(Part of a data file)

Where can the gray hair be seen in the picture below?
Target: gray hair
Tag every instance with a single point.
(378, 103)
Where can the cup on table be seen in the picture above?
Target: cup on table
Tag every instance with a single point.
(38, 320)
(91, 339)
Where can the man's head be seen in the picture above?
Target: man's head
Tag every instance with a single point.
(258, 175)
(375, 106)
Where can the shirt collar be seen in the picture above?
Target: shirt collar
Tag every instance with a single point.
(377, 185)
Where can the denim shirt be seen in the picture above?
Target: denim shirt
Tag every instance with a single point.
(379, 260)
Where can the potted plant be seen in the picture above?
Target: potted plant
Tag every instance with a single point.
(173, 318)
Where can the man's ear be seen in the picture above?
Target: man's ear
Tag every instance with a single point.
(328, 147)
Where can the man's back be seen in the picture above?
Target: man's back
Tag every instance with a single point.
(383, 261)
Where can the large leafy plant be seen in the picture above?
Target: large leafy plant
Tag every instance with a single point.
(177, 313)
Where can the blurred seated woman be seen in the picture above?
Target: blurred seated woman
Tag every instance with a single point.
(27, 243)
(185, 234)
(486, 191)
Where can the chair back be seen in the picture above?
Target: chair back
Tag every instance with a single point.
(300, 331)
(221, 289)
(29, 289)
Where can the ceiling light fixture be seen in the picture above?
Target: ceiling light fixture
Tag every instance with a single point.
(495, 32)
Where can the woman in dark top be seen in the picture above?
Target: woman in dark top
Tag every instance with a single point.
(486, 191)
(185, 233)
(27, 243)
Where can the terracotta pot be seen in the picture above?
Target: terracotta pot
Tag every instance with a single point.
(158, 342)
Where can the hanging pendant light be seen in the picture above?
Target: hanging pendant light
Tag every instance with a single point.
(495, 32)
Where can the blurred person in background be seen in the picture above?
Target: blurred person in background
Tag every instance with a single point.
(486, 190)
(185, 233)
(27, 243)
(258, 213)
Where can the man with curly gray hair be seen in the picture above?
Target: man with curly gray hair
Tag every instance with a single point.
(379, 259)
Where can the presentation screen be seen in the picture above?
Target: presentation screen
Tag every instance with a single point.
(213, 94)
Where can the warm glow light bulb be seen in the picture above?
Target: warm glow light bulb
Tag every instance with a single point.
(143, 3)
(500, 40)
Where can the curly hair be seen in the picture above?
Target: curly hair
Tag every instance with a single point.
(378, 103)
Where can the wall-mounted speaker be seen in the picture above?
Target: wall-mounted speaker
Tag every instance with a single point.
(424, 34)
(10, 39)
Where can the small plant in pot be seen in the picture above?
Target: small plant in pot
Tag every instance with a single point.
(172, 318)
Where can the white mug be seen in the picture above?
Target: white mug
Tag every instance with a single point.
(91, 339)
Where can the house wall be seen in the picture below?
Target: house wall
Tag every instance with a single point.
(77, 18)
---
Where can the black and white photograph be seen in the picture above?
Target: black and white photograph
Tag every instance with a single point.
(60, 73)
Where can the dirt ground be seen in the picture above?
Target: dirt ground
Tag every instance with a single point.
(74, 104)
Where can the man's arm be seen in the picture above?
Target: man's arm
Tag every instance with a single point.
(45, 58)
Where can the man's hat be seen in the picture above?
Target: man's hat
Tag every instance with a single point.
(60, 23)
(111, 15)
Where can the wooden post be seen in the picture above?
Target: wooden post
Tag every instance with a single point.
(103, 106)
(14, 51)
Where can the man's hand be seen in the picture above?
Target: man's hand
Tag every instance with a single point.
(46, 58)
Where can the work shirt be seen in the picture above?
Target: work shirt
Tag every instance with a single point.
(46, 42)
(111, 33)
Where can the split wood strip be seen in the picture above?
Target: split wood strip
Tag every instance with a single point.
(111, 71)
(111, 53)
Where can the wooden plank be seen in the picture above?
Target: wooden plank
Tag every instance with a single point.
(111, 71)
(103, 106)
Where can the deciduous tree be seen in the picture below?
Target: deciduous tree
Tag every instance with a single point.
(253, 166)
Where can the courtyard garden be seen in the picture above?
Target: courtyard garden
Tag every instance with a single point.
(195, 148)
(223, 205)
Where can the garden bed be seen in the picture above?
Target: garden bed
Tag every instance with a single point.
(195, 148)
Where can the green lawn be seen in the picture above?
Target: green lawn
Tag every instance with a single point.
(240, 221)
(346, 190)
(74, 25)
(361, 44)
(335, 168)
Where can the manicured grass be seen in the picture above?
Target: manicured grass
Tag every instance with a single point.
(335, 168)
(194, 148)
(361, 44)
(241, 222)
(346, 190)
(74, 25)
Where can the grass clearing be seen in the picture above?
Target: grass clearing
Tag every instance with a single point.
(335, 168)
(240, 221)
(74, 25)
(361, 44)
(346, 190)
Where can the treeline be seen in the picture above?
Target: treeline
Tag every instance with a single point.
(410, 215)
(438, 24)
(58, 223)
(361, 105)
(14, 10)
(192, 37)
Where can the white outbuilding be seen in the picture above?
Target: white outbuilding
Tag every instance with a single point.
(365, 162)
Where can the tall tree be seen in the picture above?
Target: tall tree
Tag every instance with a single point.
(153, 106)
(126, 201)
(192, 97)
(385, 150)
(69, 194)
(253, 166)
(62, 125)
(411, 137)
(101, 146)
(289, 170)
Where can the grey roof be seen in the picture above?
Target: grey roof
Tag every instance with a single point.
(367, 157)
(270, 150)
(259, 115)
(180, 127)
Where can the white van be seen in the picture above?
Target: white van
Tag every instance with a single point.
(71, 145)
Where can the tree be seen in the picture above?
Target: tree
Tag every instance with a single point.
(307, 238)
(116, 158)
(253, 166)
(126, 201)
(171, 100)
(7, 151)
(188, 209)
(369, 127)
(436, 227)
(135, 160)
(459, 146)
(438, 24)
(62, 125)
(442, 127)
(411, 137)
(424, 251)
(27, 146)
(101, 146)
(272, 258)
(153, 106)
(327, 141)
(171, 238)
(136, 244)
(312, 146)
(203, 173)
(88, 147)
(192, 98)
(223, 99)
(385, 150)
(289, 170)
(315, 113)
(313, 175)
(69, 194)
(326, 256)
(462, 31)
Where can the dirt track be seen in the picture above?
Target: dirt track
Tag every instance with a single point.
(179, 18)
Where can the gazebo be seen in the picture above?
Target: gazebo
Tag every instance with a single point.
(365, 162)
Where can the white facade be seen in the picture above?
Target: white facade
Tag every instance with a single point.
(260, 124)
==
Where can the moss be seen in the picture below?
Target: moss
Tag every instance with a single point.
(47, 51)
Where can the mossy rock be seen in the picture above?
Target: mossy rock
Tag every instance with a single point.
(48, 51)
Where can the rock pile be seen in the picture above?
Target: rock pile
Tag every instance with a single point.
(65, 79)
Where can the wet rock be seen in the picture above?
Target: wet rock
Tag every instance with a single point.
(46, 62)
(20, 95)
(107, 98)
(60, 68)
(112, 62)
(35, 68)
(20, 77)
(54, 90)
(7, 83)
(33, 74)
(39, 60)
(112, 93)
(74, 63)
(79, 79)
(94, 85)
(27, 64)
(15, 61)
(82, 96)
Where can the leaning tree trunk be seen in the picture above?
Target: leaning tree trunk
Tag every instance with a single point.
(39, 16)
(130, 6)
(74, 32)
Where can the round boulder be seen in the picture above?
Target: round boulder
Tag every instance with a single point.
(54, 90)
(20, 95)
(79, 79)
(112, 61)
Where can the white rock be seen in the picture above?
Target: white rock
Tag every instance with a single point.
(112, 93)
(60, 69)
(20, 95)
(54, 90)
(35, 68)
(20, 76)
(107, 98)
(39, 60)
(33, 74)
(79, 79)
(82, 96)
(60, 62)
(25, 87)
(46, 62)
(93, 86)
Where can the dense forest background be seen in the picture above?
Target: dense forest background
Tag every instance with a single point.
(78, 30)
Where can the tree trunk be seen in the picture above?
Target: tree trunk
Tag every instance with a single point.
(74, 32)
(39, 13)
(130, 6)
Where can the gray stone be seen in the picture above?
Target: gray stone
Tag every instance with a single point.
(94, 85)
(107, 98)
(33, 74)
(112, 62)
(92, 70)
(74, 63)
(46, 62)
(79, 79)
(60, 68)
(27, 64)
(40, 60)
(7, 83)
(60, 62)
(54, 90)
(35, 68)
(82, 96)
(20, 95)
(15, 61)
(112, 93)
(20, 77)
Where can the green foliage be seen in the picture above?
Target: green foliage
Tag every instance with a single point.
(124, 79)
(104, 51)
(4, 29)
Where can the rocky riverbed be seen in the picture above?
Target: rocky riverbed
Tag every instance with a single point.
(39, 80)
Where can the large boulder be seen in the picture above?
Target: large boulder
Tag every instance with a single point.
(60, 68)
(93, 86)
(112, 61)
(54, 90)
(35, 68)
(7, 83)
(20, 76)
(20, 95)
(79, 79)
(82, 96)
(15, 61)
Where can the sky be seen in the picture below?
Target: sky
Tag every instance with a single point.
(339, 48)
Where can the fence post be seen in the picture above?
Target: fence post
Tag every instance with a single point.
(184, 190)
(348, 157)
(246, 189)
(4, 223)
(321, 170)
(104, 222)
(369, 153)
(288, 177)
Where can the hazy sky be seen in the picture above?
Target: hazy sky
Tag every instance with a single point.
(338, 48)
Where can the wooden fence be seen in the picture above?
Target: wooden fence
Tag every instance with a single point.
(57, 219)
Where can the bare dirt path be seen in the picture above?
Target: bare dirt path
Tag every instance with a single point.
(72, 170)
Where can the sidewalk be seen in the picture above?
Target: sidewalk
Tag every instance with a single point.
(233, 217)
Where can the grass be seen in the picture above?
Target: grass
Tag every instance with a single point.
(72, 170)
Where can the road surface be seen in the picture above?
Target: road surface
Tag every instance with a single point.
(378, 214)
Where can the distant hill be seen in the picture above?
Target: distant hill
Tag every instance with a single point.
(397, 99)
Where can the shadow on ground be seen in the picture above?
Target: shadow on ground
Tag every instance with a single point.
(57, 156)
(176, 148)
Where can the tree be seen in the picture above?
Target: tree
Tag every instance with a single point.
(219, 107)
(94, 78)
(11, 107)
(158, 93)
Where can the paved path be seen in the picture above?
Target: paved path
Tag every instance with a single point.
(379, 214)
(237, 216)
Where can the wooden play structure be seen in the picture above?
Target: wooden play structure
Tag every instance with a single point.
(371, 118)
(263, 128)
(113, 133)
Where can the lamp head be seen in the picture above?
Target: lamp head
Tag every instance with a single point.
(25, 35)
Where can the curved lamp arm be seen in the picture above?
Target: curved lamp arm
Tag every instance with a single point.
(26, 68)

=== BRIEF ===
Show every line of the data above that contains the string "lamp", treating uppercase and lowercase letters as distinct.

=== WRITTEN ANSWER ===
Where can the lamp head be seen in the picture above?
Target: lamp head
Where can the curved lamp arm be seen in the picture above?
Target: curved lamp arm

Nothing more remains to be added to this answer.